(Excerpts of pointing data)
## START

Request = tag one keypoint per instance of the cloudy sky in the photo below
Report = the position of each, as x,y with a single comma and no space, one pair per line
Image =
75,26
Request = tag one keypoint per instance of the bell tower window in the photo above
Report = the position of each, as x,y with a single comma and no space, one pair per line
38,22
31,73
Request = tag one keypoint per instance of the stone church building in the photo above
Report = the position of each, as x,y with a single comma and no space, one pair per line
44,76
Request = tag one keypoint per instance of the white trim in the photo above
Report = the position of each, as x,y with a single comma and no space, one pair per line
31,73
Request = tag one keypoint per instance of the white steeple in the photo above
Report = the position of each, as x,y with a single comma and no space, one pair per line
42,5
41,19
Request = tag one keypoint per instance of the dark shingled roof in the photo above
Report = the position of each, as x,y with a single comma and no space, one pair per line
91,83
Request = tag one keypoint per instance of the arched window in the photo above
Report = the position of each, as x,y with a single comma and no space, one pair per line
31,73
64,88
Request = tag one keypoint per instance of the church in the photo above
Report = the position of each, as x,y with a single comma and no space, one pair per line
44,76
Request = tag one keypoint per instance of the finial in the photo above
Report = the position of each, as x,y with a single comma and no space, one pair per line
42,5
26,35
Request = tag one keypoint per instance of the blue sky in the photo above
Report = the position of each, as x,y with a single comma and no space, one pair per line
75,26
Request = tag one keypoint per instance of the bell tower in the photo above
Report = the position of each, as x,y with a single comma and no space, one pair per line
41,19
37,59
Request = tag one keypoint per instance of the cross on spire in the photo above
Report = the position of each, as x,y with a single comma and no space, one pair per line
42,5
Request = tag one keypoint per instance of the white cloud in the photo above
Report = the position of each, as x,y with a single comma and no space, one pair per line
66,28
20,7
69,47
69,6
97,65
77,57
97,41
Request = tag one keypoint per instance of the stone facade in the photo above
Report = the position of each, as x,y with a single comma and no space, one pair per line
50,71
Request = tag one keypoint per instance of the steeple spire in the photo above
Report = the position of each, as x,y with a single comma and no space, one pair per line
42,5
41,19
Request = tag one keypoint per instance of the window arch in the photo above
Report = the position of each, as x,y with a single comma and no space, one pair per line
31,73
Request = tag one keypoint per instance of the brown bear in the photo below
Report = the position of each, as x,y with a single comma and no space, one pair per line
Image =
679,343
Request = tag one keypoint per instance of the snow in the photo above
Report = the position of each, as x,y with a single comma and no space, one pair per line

## END

Directions
Word for word, write out all of the data above.

Output for this task
Request = tag one keypoint per instance of the cloudy sky in the photo below
Report = the position of each, as x,y with a single comma and no space, one pair per line
Image =
75,26
Request = tag one keypoint per instance of the bell tower window in the photo above
Report = the position of each, as x,y with a single comma and no space, one pair per line
38,22
31,73
Request = tag one keypoint per instance of the stone church building in the photo above
Report = the position of each, as x,y with a single comma and no space, one pair per line
44,76
Request = tag one keypoint per instance of the white trim in the photo above
Report = the position of each, as x,y with a single comma and no space, one pair per line
31,73
Request = tag one keypoint per instance of the white steeple in the photo above
Report = the position of each, as x,y with a single comma and no space, one pair per line
42,5
41,19
Request = tag one keypoint per instance of the dark shingled roof in the photo above
Report = the position of each, as x,y with a single comma and no space, one pair per line
91,83
Request = tag one keypoint per instance of the arched window in the photo above
Report = the position of each, as x,y with a single comma and no space, one pair per line
31,73
64,88
Request = tag one keypoint per instance of the church in the photo above
Report = the position of each, as x,y with a single comma and no space, one pair per line
44,76
Request = tag one keypoint per instance of the finial in the photo above
Report = the position of each, as x,y with a single comma and no space, one pair per line
42,5
26,35
Request = tag one keypoint per instance of the blue sky in the photo above
Report = the position of each, as x,y with a single comma and no space, one pair per line
75,26
Request = tag one keypoint per instance of the bell tower in the photo above
Report = the position of each, as x,y with a single comma and no space, one pair per line
41,19
37,59
Request = tag one keypoint per instance of the cross on spire in the photo above
Report = the position of each, as x,y with a single comma and no space, one pair per line
42,5
Request = tag one keypoint per instance of the white cloud in the photo above
Report = the position of each, as x,y with a single comma and no space, one pair per line
66,28
20,7
69,47
69,6
97,65
77,57
97,41
Request = tag one keypoint per instance of the stone facade in the photo above
Report = the position of each, as x,y with a single comma and no space, one pair per line
50,71
Request = tag one keypoint per instance of the steeple spire in the photo above
Report = the position of each, as x,y with a single comma and no space, one pair per line
42,5
41,19
Request = tag one keypoint per instance of the window arch in the photo above
Report = the position of each, as x,y with a single comma and no space, one pair per line
31,73
Request = tag one keypoint per instance of the brown bear in the photo below
Report = the position of each, as x,y with a single comma and no space, one pair per line
Image =
679,343
Request = tag one keypoint per instance of the snow in the photo above
Report = the position of each, as x,y with a single comma and no space, one pair per line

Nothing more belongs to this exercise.